---------- Records for this exercise ----------
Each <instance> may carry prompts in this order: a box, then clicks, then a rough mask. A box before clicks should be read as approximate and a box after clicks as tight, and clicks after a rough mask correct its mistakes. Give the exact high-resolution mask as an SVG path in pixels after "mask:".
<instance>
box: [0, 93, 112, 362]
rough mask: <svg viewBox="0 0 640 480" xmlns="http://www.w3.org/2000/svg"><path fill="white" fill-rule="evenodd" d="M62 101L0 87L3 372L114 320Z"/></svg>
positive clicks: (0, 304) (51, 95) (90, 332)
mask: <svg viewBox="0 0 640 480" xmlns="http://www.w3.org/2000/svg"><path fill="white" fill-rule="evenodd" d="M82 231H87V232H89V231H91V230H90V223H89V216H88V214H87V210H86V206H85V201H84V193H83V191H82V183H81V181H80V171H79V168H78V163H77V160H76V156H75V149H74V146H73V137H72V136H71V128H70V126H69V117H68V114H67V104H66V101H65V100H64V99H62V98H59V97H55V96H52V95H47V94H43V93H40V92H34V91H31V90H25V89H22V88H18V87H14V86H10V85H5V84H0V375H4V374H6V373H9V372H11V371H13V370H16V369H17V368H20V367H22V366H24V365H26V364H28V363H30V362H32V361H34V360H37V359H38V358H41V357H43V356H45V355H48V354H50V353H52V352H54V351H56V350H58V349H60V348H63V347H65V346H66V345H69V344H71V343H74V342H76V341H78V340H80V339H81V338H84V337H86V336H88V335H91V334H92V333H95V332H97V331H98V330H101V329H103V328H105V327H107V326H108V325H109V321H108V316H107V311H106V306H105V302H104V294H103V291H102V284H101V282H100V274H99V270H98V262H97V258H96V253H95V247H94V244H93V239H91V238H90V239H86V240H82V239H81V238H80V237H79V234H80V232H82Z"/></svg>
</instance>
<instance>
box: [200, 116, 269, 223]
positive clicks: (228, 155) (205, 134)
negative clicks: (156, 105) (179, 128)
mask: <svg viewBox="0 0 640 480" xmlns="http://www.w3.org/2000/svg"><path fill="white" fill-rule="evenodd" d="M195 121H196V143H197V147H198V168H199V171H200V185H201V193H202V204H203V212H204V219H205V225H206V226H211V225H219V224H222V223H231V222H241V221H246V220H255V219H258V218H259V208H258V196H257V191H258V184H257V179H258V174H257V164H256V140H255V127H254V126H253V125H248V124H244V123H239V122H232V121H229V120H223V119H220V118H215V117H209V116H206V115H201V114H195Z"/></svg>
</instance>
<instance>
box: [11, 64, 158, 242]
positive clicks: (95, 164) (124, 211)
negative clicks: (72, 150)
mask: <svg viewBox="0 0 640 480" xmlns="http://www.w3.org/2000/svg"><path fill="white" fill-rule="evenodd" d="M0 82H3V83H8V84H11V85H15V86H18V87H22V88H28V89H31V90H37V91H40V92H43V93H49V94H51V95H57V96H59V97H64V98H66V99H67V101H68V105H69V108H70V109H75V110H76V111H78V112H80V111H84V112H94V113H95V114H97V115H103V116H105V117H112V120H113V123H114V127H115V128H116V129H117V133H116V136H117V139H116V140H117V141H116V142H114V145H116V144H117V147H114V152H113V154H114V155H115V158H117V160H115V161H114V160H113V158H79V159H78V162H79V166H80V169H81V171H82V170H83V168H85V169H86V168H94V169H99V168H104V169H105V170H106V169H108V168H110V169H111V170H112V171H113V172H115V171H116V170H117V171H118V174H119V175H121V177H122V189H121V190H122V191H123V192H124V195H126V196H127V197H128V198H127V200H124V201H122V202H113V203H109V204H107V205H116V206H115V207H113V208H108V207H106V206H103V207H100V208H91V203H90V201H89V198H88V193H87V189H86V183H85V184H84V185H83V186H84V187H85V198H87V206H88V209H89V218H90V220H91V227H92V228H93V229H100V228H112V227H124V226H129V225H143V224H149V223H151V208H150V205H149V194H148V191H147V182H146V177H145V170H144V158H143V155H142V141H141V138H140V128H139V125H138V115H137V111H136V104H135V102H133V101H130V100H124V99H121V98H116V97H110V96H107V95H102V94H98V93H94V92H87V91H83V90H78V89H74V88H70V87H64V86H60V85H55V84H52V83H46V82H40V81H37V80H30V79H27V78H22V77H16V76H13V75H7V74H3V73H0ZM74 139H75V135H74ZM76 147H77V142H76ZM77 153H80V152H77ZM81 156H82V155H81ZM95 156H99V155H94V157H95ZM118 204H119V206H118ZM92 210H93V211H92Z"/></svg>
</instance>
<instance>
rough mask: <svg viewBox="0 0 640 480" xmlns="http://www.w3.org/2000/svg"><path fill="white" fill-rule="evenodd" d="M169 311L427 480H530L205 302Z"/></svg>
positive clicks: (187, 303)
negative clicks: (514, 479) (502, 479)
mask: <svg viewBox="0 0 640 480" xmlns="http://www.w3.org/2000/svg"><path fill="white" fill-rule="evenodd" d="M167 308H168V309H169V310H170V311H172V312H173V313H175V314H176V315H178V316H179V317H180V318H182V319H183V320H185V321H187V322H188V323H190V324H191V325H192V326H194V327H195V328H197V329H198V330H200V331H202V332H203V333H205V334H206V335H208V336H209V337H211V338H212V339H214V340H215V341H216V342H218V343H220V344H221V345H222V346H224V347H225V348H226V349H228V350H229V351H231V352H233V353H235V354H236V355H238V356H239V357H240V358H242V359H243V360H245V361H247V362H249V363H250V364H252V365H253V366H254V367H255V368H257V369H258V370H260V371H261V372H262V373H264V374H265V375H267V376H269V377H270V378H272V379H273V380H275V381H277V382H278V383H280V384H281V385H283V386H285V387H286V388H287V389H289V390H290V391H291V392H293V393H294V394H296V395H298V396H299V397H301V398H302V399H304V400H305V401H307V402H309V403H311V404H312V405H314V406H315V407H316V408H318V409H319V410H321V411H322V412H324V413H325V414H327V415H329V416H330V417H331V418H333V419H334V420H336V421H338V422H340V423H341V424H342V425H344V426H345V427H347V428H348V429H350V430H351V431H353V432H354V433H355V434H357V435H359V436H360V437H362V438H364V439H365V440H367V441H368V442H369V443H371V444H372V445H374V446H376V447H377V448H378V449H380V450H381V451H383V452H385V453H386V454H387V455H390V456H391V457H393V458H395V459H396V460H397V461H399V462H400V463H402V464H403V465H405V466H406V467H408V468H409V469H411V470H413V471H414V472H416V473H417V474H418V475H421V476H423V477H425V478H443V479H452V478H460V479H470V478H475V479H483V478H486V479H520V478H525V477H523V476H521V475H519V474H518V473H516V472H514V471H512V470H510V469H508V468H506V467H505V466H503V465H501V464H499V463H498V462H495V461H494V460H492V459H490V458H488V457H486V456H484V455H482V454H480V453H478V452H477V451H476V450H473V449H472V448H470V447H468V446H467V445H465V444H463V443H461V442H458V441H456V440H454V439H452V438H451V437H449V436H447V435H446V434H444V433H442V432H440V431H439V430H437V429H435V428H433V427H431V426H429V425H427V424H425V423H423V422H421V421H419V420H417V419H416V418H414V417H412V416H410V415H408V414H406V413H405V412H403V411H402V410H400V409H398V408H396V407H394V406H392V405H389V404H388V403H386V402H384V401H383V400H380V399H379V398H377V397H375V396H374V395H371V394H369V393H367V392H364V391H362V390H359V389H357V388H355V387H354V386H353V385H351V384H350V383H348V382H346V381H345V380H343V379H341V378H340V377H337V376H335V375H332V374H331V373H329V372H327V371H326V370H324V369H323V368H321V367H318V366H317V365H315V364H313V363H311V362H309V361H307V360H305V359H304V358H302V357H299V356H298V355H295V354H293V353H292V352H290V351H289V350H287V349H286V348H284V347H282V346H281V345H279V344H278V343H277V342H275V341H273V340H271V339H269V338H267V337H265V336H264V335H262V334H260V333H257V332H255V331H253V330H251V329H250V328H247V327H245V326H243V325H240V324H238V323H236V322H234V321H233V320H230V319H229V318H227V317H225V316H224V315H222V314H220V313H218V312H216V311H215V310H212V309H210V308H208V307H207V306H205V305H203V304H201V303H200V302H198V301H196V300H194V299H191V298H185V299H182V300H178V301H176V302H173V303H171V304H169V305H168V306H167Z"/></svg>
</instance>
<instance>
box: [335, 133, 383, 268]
----------
Aim of the task: The line containing "101L0 87L3 372L114" marks the end. Please print exactly every line from the top of the data to it, both included, and nothing more.

Exercise output:
Each <instance> may carry prompts in this order: a box, then clicks, then a rough mask. A box before clicks should be read as approximate and a box after clicks as tight, and clicks after a rough mask correct its mistakes. Give the exact high-resolution mask as an SVG path in pixels after "mask:".
<instance>
box: [0, 93, 112, 362]
rough mask: <svg viewBox="0 0 640 480" xmlns="http://www.w3.org/2000/svg"><path fill="white" fill-rule="evenodd" d="M62 101L0 87L3 372L114 320Z"/></svg>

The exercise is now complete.